(Record extracts Opens)
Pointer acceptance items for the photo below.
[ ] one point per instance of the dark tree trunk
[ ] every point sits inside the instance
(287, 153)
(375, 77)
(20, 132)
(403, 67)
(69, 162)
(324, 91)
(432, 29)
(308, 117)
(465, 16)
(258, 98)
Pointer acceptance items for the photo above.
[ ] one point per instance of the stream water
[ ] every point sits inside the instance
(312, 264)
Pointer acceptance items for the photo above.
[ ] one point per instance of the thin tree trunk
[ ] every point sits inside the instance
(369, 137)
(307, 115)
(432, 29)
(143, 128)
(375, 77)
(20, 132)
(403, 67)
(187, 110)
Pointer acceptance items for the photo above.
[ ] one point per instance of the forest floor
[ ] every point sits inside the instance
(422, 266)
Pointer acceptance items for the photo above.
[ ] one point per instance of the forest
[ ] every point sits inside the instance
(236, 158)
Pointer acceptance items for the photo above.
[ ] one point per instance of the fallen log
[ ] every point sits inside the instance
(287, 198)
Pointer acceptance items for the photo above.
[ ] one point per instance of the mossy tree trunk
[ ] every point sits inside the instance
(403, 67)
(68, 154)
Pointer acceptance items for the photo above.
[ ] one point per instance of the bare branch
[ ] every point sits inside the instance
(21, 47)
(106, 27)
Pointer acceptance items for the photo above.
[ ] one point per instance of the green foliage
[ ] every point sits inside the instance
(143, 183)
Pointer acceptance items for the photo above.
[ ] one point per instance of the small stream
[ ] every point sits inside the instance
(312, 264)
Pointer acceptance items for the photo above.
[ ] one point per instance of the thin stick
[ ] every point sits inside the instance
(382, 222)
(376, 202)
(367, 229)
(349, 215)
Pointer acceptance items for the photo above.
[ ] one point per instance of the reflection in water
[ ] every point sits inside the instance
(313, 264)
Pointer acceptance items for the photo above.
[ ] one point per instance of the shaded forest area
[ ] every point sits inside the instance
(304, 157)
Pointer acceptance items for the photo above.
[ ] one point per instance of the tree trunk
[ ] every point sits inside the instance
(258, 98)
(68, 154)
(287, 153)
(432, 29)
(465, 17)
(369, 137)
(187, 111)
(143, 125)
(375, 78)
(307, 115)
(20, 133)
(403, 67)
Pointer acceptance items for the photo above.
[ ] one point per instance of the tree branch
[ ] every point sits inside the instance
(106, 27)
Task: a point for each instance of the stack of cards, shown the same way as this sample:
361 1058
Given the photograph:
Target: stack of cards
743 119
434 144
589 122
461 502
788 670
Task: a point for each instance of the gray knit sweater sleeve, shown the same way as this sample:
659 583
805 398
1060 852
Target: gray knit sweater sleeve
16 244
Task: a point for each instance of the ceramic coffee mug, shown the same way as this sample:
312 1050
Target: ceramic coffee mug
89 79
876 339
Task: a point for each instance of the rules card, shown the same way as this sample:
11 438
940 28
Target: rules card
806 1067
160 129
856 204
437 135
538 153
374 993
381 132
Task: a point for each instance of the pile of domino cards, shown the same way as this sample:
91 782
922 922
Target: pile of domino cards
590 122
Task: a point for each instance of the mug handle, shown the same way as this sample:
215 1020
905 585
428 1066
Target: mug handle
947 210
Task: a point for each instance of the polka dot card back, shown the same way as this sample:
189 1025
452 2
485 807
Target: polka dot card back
(Record extracts Closes)
Return only the lines running from the line with "Task: a point for each instance of the pile" to the last line of the records, both included, exactly as written.

Task: a point for each instance of the pile of domino cards, shown the same way as this sample:
91 782
922 922
Target: pile of domino cards
590 122
Task: a point for each instance of the mug handle, shown the same way as this sample:
215 1020
905 585
428 1066
Target: mug handle
947 210
Task: a point for each instance of the polka dot card back, shown the same way as this sample:
189 1025
452 2
485 807
Target: polka dot card back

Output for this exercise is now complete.